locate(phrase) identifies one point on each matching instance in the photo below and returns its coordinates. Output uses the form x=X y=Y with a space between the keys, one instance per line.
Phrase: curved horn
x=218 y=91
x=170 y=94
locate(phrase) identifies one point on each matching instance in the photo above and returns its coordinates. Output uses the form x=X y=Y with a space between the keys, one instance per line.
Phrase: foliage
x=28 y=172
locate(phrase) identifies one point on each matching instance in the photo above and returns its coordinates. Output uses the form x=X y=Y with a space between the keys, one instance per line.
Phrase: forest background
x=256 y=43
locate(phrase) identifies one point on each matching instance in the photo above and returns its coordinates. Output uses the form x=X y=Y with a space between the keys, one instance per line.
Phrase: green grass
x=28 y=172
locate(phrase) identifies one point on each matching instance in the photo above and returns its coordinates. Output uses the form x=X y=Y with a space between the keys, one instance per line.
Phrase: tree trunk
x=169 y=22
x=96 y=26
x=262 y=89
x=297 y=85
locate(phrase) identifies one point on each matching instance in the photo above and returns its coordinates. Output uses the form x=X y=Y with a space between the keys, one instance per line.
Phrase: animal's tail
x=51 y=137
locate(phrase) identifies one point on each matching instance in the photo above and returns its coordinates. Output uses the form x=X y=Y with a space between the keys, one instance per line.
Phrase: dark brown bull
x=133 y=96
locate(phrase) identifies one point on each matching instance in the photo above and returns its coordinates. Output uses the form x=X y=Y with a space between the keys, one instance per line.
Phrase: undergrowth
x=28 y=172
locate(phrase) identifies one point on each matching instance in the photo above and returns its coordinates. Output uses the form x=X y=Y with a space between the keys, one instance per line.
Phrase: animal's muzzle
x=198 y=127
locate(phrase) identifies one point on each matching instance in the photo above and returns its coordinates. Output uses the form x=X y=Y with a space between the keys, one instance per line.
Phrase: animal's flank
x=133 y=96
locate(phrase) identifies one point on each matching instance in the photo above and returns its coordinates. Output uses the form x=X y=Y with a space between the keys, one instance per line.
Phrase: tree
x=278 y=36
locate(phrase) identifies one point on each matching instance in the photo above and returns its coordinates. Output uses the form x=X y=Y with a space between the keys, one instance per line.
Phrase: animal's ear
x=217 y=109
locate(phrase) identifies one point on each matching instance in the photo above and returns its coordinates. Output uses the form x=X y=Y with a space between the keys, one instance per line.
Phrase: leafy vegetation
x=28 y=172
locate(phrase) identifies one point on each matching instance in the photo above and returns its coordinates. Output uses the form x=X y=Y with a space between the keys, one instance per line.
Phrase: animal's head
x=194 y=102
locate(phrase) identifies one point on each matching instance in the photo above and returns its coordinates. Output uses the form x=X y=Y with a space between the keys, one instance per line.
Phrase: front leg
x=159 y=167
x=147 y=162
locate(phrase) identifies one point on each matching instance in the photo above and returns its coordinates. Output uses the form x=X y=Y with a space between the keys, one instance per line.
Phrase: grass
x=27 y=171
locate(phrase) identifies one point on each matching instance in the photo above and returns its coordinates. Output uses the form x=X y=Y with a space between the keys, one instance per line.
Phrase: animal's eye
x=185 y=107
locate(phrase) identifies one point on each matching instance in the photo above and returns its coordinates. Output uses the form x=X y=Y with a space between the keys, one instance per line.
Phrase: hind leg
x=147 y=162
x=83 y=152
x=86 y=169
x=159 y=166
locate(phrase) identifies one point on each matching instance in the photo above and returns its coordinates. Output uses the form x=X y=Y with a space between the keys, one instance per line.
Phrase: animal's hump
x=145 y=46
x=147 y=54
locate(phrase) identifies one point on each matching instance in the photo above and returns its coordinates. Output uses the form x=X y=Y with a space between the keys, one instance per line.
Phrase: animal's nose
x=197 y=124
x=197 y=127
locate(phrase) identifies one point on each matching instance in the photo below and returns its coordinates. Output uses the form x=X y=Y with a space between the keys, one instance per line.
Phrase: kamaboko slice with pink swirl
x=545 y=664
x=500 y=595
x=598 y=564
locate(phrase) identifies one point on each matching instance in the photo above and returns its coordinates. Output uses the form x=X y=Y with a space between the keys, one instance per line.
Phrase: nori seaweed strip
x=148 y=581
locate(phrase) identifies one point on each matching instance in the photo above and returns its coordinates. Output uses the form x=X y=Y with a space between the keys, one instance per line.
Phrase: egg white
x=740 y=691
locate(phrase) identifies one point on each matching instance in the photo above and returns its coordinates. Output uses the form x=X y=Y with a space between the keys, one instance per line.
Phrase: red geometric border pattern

#### Work to be completed:
Everything in the data above must be reproduced exactly.

#### Your response:
locate(phrase) identifies one point on each matching instance in the photo below and returns its coordinates. Output uses the form x=X y=Y with a space between the keys, one instance per line.
Phrase: curved horn
x=218 y=91
x=170 y=94
locate(phrase) identifies one point on each matching instance in the photo above and returns its coordinates. Output uses the form x=X y=Y with a space between the keys, one instance per line.
Phrase: foliage
x=28 y=172
locate(phrase) identifies one point on each matching instance in the photo above and returns its coordinates. Output uses the form x=X y=Y with a space between the keys, one instance per line.
Phrase: forest background
x=256 y=43
locate(phrase) identifies one point on each matching instance in the photo above and returns its coordinates. Output uses the form x=X y=Y with a space between the keys, one instance per line.
Phrase: green grass
x=28 y=172
locate(phrase) identifies one point on each matching instance in the photo above and returns its coordinates. Output uses the form x=X y=Y with a space between the keys, one instance per line.
Phrase: tree trunk
x=169 y=22
x=96 y=26
x=262 y=89
x=297 y=85
locate(phrase) identifies one point on each matching instance in the photo above and returns its coordinates. Output uses the form x=X y=Y with a space between the keys, one instance per line.
Phrase: animal's tail
x=51 y=137
locate(phrase) identifies one point on each matching instance in the photo above and returns its coordinates. Output uses the form x=X y=Y with a space between the keys, one instance per line.
Phrase: dark brown bull
x=133 y=96
locate(phrase) identifies one point on each matching instance in the photo above and returns its coordinates. Output uses the form x=X y=Y with a space between the keys, one instance per line.
Phrase: undergrowth
x=28 y=172
locate(phrase) identifies one point on each matching instance in the photo above and returns its coordinates. Output uses the form x=X y=Y with a space between the keys, one instance per line.
Phrase: animal's muzzle
x=198 y=127
locate(phrase) identifies one point on each matching instance in the photo above and returns its coordinates. Output uses the form x=X y=Y with a space between the keys, one instance per line.
Phrase: animal's flank
x=133 y=96
locate(phrase) identifies one point on each matching instance in the photo above and returns its coordinates. Output uses the form x=X y=Y with a space between the keys, one instance per line.
Phrase: tree
x=278 y=36
locate(phrase) identifies one point on each matching instance in the photo above and returns its coordinates. Output uses the form x=X y=Y with a space between the keys, one instance per line.
Phrase: animal's ear
x=217 y=109
locate(phrase) identifies one point on each matching instance in the photo above and returns its coordinates. Output uses the form x=X y=Y with a space between the keys, one instance per line.
Phrase: leafy vegetation
x=28 y=172
locate(phrase) identifies one point on each matching instance in the photo above and returns its coordinates. Output uses the form x=X y=Y with a space between the keys, one instance per line.
Phrase: animal's head
x=194 y=102
locate(phrase) identifies one point on each matching instance in the photo above and returns its coordinates. Output uses the form x=X y=Y with a space between the keys, one instance per line.
Phrase: front leg
x=159 y=167
x=147 y=162
locate(phrase) identifies one point on each matching instance in the photo above and returns its coordinates. Output uses the form x=X y=Y with a space between the keys, one instance per line.
Phrase: grass
x=27 y=171
locate(phrase) identifies one point on each matching instance in the photo above and returns its coordinates. Output uses the form x=X y=Y with a space between the keys, one instance per line.
Phrase: animal's eye
x=185 y=107
locate(phrase) identifies one point on each matching instance in the photo above and returns its coordinates. Output uses the form x=X y=Y with a space between the keys, one instance per line.
Phrase: hind leg
x=147 y=162
x=83 y=152
x=86 y=169
x=159 y=166
locate(phrase) identifies one point on each matching instance in the photo above and returns its coordinates. Output uses the form x=X y=Y with a space between the keys, one instance per line.
Phrase: animal's hump
x=145 y=46
x=147 y=54
locate(phrase) identifies one point on each matching instance in the photo above and returns its coordinates. Output uses the form x=X y=Y with a space between the keys, one instance per line.
Phrase: animal's nose
x=197 y=124
x=197 y=127
locate(phrase) identifies one point on each matching instance in the photo below and returns its coordinates. Output uses the form x=X y=Y with a space between the keys, one instance per line.
Phrase: kamaboko slice with pink swirl
x=545 y=664
x=500 y=595
x=598 y=564
locate(phrase) identifies one point on each matching instance in the photo above and returns its coordinates. Output uses the form x=X y=Y with a space between the keys, one instance per line.
Phrase: nori seaweed strip
x=148 y=581
locate(phrase) identifies one point on each matching instance in the photo above and returns its coordinates. Output uses the form x=X y=Y with a space between the keys, one instance per line.
Phrase: egg white
x=740 y=691
locate(phrase) identifies one point on each matching instance in the photo above and returns its coordinates. Output uses the form x=X y=Y with a space between the keys, one instance per line.
Phrase: red geometric border pattern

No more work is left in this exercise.